* _DIRECTIONS FOR THIS TASK_
Copy every record exactly, and keep the pictures out.

[Object position labeling entries]
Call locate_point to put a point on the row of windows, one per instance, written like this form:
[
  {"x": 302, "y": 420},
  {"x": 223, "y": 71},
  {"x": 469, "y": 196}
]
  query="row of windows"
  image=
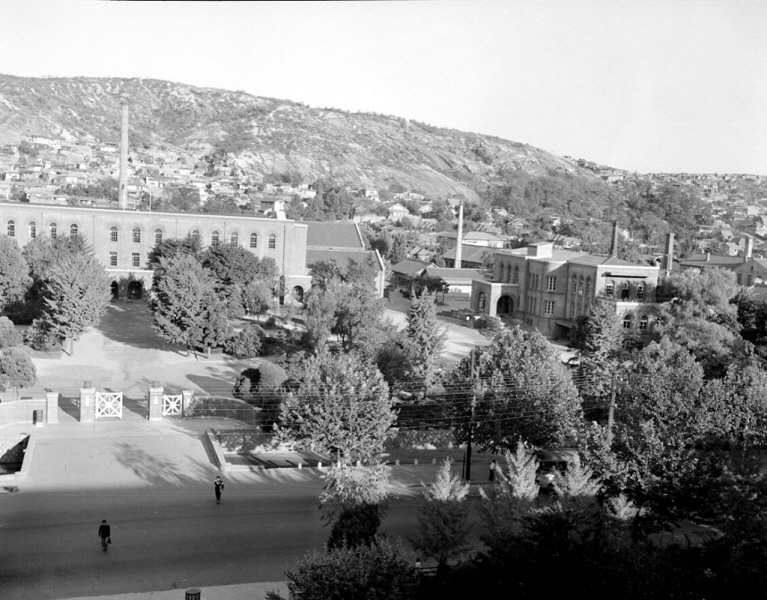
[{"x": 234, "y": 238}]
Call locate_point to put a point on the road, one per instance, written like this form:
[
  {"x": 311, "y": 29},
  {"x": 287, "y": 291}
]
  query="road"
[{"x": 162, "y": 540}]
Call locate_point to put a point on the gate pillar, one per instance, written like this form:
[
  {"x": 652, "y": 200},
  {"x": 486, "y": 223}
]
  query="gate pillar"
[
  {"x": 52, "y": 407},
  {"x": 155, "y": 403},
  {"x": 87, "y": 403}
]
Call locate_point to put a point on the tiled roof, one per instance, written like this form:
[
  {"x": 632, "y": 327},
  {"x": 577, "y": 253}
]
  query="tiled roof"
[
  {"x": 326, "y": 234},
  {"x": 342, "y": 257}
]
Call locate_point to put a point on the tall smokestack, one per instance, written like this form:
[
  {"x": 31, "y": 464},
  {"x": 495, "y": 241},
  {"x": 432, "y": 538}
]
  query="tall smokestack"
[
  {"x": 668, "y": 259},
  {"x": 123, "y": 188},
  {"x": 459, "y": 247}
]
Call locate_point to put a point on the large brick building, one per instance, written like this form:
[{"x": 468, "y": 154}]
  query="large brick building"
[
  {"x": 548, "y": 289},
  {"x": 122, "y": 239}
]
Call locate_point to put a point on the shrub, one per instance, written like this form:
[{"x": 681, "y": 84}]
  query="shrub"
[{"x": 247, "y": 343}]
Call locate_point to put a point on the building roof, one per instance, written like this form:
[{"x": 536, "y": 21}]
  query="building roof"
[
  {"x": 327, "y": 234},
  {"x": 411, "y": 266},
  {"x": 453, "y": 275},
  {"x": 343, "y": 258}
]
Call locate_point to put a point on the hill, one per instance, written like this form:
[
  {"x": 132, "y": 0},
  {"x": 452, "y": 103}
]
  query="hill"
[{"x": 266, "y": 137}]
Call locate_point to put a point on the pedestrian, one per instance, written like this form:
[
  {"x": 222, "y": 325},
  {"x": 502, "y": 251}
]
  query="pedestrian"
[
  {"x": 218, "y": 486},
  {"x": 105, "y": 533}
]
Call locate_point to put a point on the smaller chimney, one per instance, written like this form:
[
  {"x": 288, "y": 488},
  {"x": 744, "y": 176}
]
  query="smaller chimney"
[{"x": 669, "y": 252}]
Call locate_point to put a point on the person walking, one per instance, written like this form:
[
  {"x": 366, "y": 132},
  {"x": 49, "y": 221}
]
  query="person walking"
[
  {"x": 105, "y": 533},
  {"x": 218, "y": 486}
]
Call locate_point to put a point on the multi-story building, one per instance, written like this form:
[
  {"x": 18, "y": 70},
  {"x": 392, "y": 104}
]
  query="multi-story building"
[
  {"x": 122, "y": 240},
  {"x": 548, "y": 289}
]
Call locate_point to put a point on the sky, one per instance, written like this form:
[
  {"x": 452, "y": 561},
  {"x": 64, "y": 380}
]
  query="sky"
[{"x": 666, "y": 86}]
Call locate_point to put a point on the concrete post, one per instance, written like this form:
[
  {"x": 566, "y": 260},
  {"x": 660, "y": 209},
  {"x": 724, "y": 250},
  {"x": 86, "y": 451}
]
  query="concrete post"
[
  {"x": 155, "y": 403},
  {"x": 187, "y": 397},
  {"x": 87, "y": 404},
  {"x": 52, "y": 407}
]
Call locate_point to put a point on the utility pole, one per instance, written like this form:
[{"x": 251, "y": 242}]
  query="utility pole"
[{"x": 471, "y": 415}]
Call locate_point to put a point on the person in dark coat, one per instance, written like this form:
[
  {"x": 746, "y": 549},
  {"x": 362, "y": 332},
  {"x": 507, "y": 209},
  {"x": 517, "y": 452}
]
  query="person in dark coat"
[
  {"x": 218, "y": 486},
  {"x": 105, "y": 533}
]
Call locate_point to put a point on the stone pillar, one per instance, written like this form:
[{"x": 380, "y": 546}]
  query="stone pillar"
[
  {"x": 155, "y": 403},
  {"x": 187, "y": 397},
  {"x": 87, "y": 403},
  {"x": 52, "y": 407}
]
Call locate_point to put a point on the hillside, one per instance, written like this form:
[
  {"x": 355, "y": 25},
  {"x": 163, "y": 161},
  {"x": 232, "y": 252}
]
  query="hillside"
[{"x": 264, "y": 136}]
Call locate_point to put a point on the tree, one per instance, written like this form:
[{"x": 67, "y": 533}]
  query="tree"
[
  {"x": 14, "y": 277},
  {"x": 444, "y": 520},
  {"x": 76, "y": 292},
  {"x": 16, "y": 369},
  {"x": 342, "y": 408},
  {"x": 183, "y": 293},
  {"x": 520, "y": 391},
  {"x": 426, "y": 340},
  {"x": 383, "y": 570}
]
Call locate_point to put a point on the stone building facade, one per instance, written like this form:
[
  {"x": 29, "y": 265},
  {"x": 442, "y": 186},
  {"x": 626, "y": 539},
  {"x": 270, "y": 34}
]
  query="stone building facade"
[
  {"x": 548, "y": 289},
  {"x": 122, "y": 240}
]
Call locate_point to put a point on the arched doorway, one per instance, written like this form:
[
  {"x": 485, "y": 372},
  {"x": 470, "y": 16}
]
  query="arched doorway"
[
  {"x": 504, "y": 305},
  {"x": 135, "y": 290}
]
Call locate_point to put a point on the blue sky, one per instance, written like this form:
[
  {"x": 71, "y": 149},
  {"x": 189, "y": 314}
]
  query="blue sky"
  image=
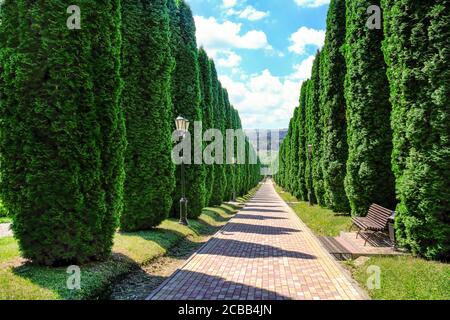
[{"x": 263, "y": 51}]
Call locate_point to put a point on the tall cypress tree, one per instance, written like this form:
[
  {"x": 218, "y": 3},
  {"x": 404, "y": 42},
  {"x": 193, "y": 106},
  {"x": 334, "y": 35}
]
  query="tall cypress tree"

* _EXERCISE ANSWER_
Call locate_point to put a point on the row of windows, one per instance, written like this form:
[
  {"x": 302, "y": 420},
  {"x": 223, "y": 71},
  {"x": 469, "y": 196}
]
  query="row of windows"
  image=
[{"x": 234, "y": 238}]
Call locate_point to put a point on the road, one per instance, written like this form:
[
  {"x": 311, "y": 29},
  {"x": 287, "y": 291}
]
  query="road"
[{"x": 162, "y": 540}]
Call locate_point to put a point on the gate pillar, one per instance, written like this form:
[
  {"x": 652, "y": 200},
  {"x": 486, "y": 223}
]
  query="gate pillar"
[
  {"x": 52, "y": 407},
  {"x": 155, "y": 403},
  {"x": 87, "y": 403}
]
Call locate_point to put a point on the tiled roof, one per instance, written like this form:
[
  {"x": 632, "y": 327},
  {"x": 577, "y": 253}
]
  query="tiled roof"
[
  {"x": 326, "y": 234},
  {"x": 342, "y": 257}
]
Call locate_point to put a point on the tall smokestack, one per instance, written like this form:
[
  {"x": 31, "y": 464},
  {"x": 495, "y": 241},
  {"x": 432, "y": 538}
]
  query="tall smokestack"
[
  {"x": 668, "y": 259},
  {"x": 123, "y": 188},
  {"x": 459, "y": 247}
]
Call locate_point to put a point on the large brick building, one per instance, written like this form:
[{"x": 468, "y": 154}]
  query="large brick building"
[
  {"x": 548, "y": 289},
  {"x": 122, "y": 239}
]
Call locate_point to put a point on the shrub, one per instance, written like this form:
[{"x": 681, "y": 84}]
  query="shrub"
[{"x": 247, "y": 343}]
Call locate_point to put a point on the building roof, one per instance, written like this form:
[{"x": 536, "y": 21}]
  query="building roof"
[
  {"x": 327, "y": 234},
  {"x": 411, "y": 266},
  {"x": 453, "y": 275},
  {"x": 343, "y": 258}
]
Call locate_point to put a point on the hill, one per instance, written like this form:
[
  {"x": 132, "y": 0},
  {"x": 452, "y": 103}
]
  query="hill"
[{"x": 266, "y": 137}]
Call locate_point to put a point on the pedestrian, one per instance, written like this form:
[
  {"x": 222, "y": 325},
  {"x": 502, "y": 251}
]
  query="pedestrian"
[
  {"x": 218, "y": 486},
  {"x": 105, "y": 533}
]
Call locate_point to put a point on the smaller chimney, one per instance, written like this form:
[
  {"x": 288, "y": 488},
  {"x": 744, "y": 176}
]
  query="smaller chimney"
[{"x": 669, "y": 252}]
Call locate_point to put a point on the person walking, one per instance, written like this form:
[
  {"x": 366, "y": 132},
  {"x": 49, "y": 221}
]
  query="person walking"
[
  {"x": 105, "y": 533},
  {"x": 218, "y": 486}
]
Call locate_point to put a point on the multi-story building, one per instance, written like this form:
[
  {"x": 18, "y": 70},
  {"x": 392, "y": 104}
]
  query="multi-story building"
[
  {"x": 122, "y": 240},
  {"x": 548, "y": 289}
]
Call locate_point to put a point on the sky, one per instance, written like this form:
[
  {"x": 452, "y": 561},
  {"x": 64, "y": 380}
]
  query="sky"
[{"x": 666, "y": 86}]
Call locate_point to put a point on the concrete post, one per instance, written like this form:
[
  {"x": 566, "y": 260},
  {"x": 660, "y": 209},
  {"x": 724, "y": 250},
  {"x": 86, "y": 451}
]
  query="concrete post"
[
  {"x": 155, "y": 403},
  {"x": 187, "y": 397},
  {"x": 87, "y": 404},
  {"x": 52, "y": 407}
]
Call locate_point to put a point on the utility pole, one per instance, written like this form:
[{"x": 251, "y": 242}]
  query="utility pole"
[{"x": 471, "y": 415}]
Call locate_point to put a point on the person in dark coat, one per instance, written like this form:
[
  {"x": 746, "y": 549},
  {"x": 362, "y": 332},
  {"x": 507, "y": 209},
  {"x": 517, "y": 452}
]
  query="person in dark coat"
[
  {"x": 218, "y": 486},
  {"x": 105, "y": 533}
]
Call locate_point to put a point on the stone pillar, one per instance, written like this form:
[{"x": 380, "y": 546}]
  query="stone pillar"
[
  {"x": 155, "y": 403},
  {"x": 187, "y": 397},
  {"x": 87, "y": 403},
  {"x": 52, "y": 407}
]
Call locate_point to put a point on the hillside, one per instance, written like this form:
[
  {"x": 355, "y": 25},
  {"x": 163, "y": 161},
  {"x": 232, "y": 252}
]
  query="hillside"
[{"x": 264, "y": 136}]
Call locate_point to put a point on the tree, one per instance, written like this form:
[{"x": 67, "y": 533}]
  query="tree"
[
  {"x": 14, "y": 277},
  {"x": 444, "y": 520},
  {"x": 76, "y": 292},
  {"x": 16, "y": 369},
  {"x": 342, "y": 408},
  {"x": 183, "y": 293},
  {"x": 520, "y": 391},
  {"x": 426, "y": 340},
  {"x": 383, "y": 570}
]
Call locate_point to put a point on the stone building facade, one per instance, written like this form:
[
  {"x": 29, "y": 265},
  {"x": 442, "y": 186},
  {"x": 626, "y": 539},
  {"x": 270, "y": 34}
]
  query="stone building facade"
[
  {"x": 548, "y": 289},
  {"x": 122, "y": 240}
]
Call locate_point to put a point on the arched doorway, one per instance, written like this form:
[
  {"x": 485, "y": 372},
  {"x": 470, "y": 16}
]
  query="arched doorway"
[
  {"x": 504, "y": 305},
  {"x": 135, "y": 290}
]
Call locate_point to put a point on the blue sky, one per instance, written like this form:
[
  {"x": 71, "y": 149},
  {"x": 189, "y": 314}
]
  query="blue sky"
  image=
[{"x": 263, "y": 51}]
Call locate_point to put a point on the tall cypress tree, one per instance, written like this form:
[
  {"x": 218, "y": 3},
  {"x": 404, "y": 42},
  {"x": 193, "y": 106},
  {"x": 334, "y": 35}
]
  query="tall cypress tree"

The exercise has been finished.